> QUESTIONS TO ANSWER
1/ Answer these questions about the article on the series "Caprica":
(a) On which channel is "Caprica" scheduled to launch?
(b) Which actor plays Joseph Adama?
(c) Where did the interview with Moore take place?
2/ Continue the article about the series "Caprica" from the point where it stops.

> TEXT EXCERPT
================================
You would think Moore would be tired of the franchise by now. He’s not. Moore is an executive producer and writer of “Caprica.” The new series, scheduled to launch on the Sci Fi Channel in 2010, looks at life 51 years before the Cylon attack.


You don’t have to wait until next year to get a glimpse of the series. The feature-length opener was released Tuesday on DVD.


The early release is meant to satisfy “Battlestar Galactica” fans who might be going through some withdrawals now that the series has ended, says Hilary Hoffman, senior vice president, brand and digital marketing for Universal Studios Home Entertainment. It will also be a way to create some buzz before the show launches.


“Caprica” looks at two rival families. Their patriarchs - Daniel Graystone (Eric Stoltz) and Joseph Adama (Esai Morales) - are dealing with the growth of technology that will eventually lead to the creation of the Cylons.


“Battlestar” fans know that the Cylons will eventually wipe out most of the population - knowledge that would seem to be a stumbling block in creating tension for the new series.


“I think the tension comes from the fact that you do know where it’s going,” Moore says during an interview at the Beverly Hilton Hotel. “The idea is to say all of this, this world that you’re about to visit, is doomed in some way, shape, or form. There’s a sense of dread and an ominousness that gathers over all the characters.
================================
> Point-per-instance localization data
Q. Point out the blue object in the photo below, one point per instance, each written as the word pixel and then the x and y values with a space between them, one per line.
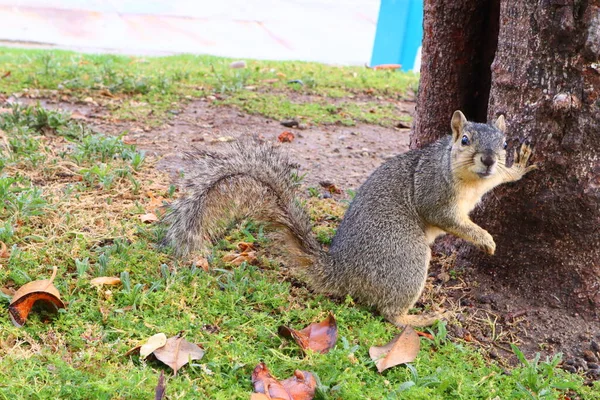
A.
pixel 399 33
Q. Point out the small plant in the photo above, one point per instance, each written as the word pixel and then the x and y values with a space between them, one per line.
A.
pixel 102 264
pixel 133 295
pixel 419 381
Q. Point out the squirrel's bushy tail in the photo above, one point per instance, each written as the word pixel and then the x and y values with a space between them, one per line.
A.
pixel 248 179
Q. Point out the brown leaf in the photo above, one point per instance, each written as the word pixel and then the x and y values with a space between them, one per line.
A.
pixel 155 202
pixel 403 348
pixel 136 349
pixel 159 392
pixel 4 253
pixel 319 337
pixel 42 291
pixel 259 396
pixel 263 382
pixel 148 218
pixel 243 246
pixel 286 136
pixel 77 115
pixel 105 280
pixel 330 186
pixel 202 263
pixel 177 352
pixel 153 343
pixel 425 335
pixel 299 387
pixel 238 258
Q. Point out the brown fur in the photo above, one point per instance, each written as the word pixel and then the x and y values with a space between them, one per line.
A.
pixel 380 254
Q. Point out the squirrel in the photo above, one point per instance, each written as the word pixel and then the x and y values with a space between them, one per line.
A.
pixel 381 251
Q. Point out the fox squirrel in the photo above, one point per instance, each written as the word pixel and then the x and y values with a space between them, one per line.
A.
pixel 380 253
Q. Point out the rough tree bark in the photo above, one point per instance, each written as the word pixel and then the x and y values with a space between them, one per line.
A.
pixel 459 42
pixel 545 78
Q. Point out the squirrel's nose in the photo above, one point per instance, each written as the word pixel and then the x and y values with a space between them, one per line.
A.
pixel 487 160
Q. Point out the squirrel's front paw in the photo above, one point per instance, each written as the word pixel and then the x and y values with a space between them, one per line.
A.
pixel 486 243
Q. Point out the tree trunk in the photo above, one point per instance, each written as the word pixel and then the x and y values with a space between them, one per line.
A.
pixel 545 78
pixel 459 42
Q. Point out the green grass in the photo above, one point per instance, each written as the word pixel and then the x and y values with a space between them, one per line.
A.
pixel 152 89
pixel 72 198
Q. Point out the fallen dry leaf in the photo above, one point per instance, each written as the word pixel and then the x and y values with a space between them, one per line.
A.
pixel 202 263
pixel 4 253
pixel 105 280
pixel 154 342
pixel 155 202
pixel 286 137
pixel 319 336
pixel 77 115
pixel 330 186
pixel 177 352
pixel 403 348
pixel 263 382
pixel 42 292
pixel 148 218
pixel 299 387
pixel 159 392
pixel 238 258
pixel 244 246
pixel 425 335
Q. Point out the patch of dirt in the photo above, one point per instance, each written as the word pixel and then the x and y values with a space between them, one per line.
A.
pixel 342 155
pixel 488 313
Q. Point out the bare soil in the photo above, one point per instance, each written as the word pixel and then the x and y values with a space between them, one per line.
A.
pixel 489 313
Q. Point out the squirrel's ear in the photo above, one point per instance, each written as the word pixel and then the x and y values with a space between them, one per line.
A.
pixel 458 123
pixel 500 124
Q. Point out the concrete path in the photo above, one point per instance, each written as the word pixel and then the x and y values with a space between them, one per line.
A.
pixel 329 31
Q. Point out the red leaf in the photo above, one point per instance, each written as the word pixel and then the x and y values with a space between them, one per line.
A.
pixel 402 349
pixel 319 337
================================
> YOUR WRITTEN ANSWERS
1/
(a) The Sci Fi Channel
(b) Esai Morales
(c) The Beverly Hilton Hotel

2/
“In terms of the narrative and the story structure, it’s like any period piece. You know how World War II turns out. You know the Nazis are going to lose, but that doesn’t mean that you can’t tell compelling stories in the time frame.”


Moore’s confident the story will lure fans to the new show. He’s got a pretty good idea what science- fiction fans want in their television shows - he has worked on such series as “Roswell,” “Star Trek: Voyager,” “Star Trek: Deep Space Nine” and “Star Trek: The Next Generation.”


Not since Gene Roddenberry launched “Star Trek” in the ‘60s has anyone had as much influence on the science-fiction TV market as Moore.


Ideas for the new show were kicked around as “Battlestar” was headed toward its finale. Some kind of companion series to “Battlestar” was sought.


A storyline about the First Cylon War was considered and rejected in favor of a completely different direction. Moore says “Caprica” is nothing like “Battlestar.”


“It has a completely different tone, completely different mood, completely different way of telling stories. It’s shot very different,” Moore says. “I think I was particularly attracted to the idea of doing a science-fiction piece that was not built on a foundation of action adventure. It wasn’t about Vipers and it wasn’t about the Cylons attacking every other week.


“It was really a character piece. It was really a drama you can infuse with a lot of political commentary and a lot of religious overtones and really dig into a people and a society and how and why it all came unglued.”


The show was different enough to draw Stoltz to the project. He describes the script for the first episode as “wonderful, rich, surprisingly smart.”


Series star Polly Walker had just completed work on the cable series “Rome” when she got the “Caprica” script.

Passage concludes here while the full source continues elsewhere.